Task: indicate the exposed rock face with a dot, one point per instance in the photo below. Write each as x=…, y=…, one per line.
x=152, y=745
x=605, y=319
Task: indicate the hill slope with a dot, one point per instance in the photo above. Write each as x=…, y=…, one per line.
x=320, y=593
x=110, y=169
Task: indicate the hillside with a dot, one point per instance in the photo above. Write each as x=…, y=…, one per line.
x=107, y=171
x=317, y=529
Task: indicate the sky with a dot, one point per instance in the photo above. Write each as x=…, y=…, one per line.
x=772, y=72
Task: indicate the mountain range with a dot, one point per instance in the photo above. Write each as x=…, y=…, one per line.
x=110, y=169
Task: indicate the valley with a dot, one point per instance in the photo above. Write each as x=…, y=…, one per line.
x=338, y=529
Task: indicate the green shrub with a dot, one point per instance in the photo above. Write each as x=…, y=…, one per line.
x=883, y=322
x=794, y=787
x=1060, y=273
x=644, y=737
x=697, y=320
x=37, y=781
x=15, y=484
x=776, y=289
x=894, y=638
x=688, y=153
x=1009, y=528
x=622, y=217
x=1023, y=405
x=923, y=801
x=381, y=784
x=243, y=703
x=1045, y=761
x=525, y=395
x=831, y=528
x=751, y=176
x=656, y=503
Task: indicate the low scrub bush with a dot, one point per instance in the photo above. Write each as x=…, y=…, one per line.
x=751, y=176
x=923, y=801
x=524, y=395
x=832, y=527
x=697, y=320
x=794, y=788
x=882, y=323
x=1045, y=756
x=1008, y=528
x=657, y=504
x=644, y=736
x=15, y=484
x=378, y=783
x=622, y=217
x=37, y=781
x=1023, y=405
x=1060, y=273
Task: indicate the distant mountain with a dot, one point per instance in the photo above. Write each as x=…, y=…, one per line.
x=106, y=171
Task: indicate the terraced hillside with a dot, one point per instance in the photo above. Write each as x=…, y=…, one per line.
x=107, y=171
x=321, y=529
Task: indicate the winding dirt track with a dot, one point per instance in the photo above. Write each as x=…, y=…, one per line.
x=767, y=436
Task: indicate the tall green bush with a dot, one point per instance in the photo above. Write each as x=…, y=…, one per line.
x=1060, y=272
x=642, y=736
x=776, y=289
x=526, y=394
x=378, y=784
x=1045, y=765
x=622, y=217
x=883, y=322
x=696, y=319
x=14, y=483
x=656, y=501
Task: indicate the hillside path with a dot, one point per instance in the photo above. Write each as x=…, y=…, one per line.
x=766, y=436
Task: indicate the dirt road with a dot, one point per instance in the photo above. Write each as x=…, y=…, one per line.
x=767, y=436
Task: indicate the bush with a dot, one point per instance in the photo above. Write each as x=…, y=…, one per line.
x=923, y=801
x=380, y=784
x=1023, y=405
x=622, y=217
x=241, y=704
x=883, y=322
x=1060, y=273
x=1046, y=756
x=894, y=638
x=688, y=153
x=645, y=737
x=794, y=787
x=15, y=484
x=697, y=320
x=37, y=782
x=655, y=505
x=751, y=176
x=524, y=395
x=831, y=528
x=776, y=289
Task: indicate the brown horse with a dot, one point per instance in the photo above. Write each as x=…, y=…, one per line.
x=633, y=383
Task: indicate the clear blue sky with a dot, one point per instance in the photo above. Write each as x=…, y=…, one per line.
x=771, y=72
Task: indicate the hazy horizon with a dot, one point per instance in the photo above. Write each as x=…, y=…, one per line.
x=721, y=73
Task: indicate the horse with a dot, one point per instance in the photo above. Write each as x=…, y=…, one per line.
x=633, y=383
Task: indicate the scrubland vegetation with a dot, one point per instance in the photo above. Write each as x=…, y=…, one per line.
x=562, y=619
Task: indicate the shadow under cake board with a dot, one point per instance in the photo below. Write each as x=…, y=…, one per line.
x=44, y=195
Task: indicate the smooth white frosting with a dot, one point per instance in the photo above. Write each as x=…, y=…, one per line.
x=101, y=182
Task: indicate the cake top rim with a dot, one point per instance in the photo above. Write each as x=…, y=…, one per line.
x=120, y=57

Task directions: Starting with the entry line that contains "Task: indicate the hillside with" and going on through the line that contains "x=338, y=529", copy out the lines above word for word, both ends included.

Solution:
Task: indicate the hillside with a dot, one point per instance in the photo above. Write each as x=…, y=…, one per line.
x=107, y=171
x=317, y=529
Task: indicate the sky with a dot, one point per instance in the photo above. Write each as x=…, y=…, one per line.
x=772, y=72
Task: indicate the mountain range with a dot, one point per instance in the photo above. Write each as x=…, y=…, one per line.
x=110, y=169
Task: indicate the valley with a dot, one point per instance in the photo above. Write each as x=…, y=…, one per line.
x=338, y=529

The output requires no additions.